PROBLEM TO WORK ON
Render everything from the start of the records down to the line containing "[433,217,528,490]", inclusive, as a numbered list with blank lines omitted.

Detection examples:
** begin **

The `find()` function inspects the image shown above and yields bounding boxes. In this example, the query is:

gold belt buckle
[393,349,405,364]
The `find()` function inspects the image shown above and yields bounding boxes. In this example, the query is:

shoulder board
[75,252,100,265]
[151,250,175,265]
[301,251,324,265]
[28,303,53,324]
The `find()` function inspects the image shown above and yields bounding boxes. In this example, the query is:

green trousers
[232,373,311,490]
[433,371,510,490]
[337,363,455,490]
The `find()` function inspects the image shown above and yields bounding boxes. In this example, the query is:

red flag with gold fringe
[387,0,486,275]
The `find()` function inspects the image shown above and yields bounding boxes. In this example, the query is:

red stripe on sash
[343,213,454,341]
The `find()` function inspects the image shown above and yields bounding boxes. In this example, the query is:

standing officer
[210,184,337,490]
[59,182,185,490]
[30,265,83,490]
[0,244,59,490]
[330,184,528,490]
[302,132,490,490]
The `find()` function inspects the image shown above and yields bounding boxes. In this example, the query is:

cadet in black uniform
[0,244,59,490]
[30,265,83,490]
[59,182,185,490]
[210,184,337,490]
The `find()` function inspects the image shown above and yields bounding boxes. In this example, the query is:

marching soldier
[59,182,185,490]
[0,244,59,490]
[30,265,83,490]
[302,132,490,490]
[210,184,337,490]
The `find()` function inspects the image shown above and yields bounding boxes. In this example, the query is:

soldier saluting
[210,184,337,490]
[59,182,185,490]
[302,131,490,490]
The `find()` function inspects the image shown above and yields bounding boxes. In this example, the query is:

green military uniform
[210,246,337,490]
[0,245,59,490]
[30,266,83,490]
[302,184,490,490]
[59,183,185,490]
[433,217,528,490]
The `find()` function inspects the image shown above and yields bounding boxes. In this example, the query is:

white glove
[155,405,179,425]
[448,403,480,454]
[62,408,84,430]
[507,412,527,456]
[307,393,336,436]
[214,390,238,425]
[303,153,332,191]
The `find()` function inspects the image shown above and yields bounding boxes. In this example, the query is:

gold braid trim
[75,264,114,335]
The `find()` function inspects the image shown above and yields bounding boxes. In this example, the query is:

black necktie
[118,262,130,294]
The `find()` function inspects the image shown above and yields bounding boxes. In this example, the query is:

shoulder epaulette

** end **

WRITTEN ANSWER
1. The `find()` function inspects the image shown above and yields bounding boxes. In this example, the query is:
2. gold belt buckle
3. [393,349,405,364]
4. The `find()` function inspects the image shown above and yields bounding boxes. In this example, the query is:
5. shoulder board
6. [75,252,100,265]
7. [151,250,175,265]
8. [301,251,324,265]
9. [28,303,53,324]
10. The `find()` function inspects the image shown above and yields bounding boxes. In this example, the query is:
11. green trousers
12. [232,373,311,490]
13. [433,371,510,490]
14. [337,363,455,490]
15. The `find()` function inspects the image shown above and yields bounding boxes. In this example, the query is:
16. red flag with gold fringe
17. [387,0,486,275]
18. The `find()` function inspects the image shown above and yields bounding boxes. In this example, the query is:
19. red stripe on sash
20. [343,213,454,341]
21. The `find()` function inspects the image shown above and yields bounding boxes. In this example, the query is:
22. standing officer
23. [210,184,337,490]
24. [59,182,185,490]
25. [30,265,83,490]
26. [0,244,59,490]
27. [330,184,528,490]
28. [302,132,490,490]
29. The `find()` function inspects the image shown above and yields bounding boxes. In this example, the query is:
30. cadet in black uniform
31. [0,244,59,490]
32. [30,265,83,490]
33. [59,182,185,490]
34. [210,184,337,490]
35. The `find()` function inspects the image shown above and yields bounding boxes. In this example, the query is:
36. marching soldier
37. [59,182,185,490]
38. [0,244,59,490]
39. [30,265,83,490]
40. [302,132,490,490]
41. [210,184,337,490]
42. The `find()` function inspects the image shown above and yields bounding boxes. In this example, the query is:
43. soldier saluting
44. [210,184,337,490]
45. [59,182,185,490]
46. [302,131,490,490]
47. The `find()` function inspects the image shown above and yields bounding boxes. In this example, the query is:
48. green military uniform
49. [210,246,337,490]
50. [0,245,59,490]
51. [30,266,83,490]
52. [302,184,490,490]
53. [59,183,185,490]
54. [433,217,528,490]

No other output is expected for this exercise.